Task instructions:
Which lines in the records below include the word "gray"? Report each of them in full.

(Records excerpted from a collection)
****************

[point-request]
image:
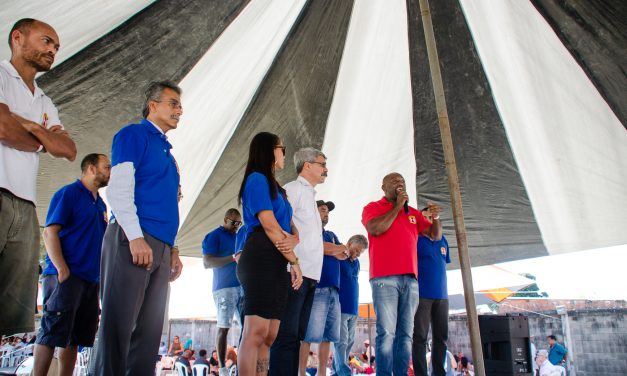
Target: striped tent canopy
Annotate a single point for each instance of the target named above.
(535, 91)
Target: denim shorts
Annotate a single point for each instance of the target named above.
(228, 301)
(70, 314)
(325, 318)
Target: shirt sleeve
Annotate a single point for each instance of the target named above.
(60, 210)
(293, 195)
(210, 244)
(257, 193)
(121, 197)
(3, 84)
(369, 213)
(51, 116)
(128, 146)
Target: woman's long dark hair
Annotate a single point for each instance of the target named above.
(261, 160)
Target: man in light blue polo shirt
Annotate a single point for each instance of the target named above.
(349, 303)
(324, 320)
(138, 253)
(218, 249)
(75, 225)
(433, 255)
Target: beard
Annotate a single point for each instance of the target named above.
(101, 180)
(38, 59)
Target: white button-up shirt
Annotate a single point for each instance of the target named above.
(18, 169)
(306, 217)
(548, 369)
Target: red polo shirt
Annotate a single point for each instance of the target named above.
(394, 251)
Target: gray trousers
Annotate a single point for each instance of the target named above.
(19, 252)
(133, 306)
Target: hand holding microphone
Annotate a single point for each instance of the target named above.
(401, 196)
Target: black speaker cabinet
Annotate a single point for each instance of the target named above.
(505, 342)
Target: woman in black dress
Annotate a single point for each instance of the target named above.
(270, 240)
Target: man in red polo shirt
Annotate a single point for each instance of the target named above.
(393, 234)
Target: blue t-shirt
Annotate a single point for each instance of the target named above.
(83, 220)
(220, 243)
(255, 198)
(156, 177)
(556, 353)
(349, 286)
(432, 259)
(330, 276)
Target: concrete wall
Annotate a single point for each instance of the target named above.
(599, 337)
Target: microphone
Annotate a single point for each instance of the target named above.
(406, 204)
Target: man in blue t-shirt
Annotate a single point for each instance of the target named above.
(349, 303)
(75, 226)
(218, 251)
(324, 320)
(557, 352)
(138, 253)
(433, 255)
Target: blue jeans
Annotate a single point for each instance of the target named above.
(228, 302)
(395, 299)
(324, 320)
(285, 349)
(344, 345)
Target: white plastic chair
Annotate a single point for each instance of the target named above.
(181, 369)
(200, 370)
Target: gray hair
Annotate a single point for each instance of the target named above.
(359, 239)
(306, 155)
(154, 90)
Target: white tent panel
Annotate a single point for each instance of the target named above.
(218, 90)
(78, 23)
(369, 130)
(570, 148)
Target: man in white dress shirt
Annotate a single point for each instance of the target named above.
(29, 124)
(311, 167)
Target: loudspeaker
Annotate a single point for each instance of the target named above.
(505, 342)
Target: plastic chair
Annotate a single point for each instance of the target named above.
(181, 369)
(200, 370)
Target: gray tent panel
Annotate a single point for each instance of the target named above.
(595, 33)
(163, 41)
(292, 102)
(497, 210)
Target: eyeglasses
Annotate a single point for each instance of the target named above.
(322, 164)
(174, 104)
(234, 223)
(280, 147)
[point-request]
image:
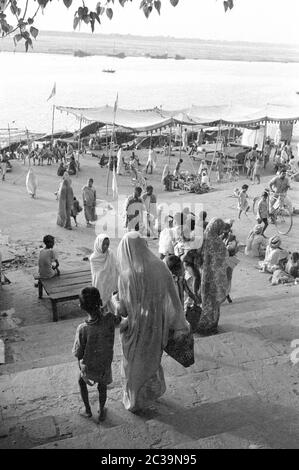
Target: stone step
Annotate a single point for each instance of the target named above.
(120, 437)
(23, 344)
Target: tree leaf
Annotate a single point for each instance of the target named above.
(28, 43)
(34, 32)
(18, 37)
(92, 24)
(98, 8)
(76, 22)
(109, 13)
(157, 5)
(68, 3)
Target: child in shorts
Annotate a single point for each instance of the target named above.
(48, 261)
(263, 210)
(93, 347)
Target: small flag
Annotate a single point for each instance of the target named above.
(115, 104)
(53, 92)
(114, 184)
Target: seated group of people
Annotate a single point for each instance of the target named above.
(170, 181)
(181, 245)
(71, 168)
(274, 259)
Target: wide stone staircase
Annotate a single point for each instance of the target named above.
(242, 391)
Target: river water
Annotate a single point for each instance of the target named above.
(27, 80)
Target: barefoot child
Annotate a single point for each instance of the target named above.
(76, 208)
(263, 210)
(93, 348)
(243, 205)
(48, 262)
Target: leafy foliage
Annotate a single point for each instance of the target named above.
(22, 23)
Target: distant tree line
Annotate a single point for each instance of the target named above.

****************

Answer for this exercise:
Target: gray trousers
Target: gray hair
Target: gray tent panel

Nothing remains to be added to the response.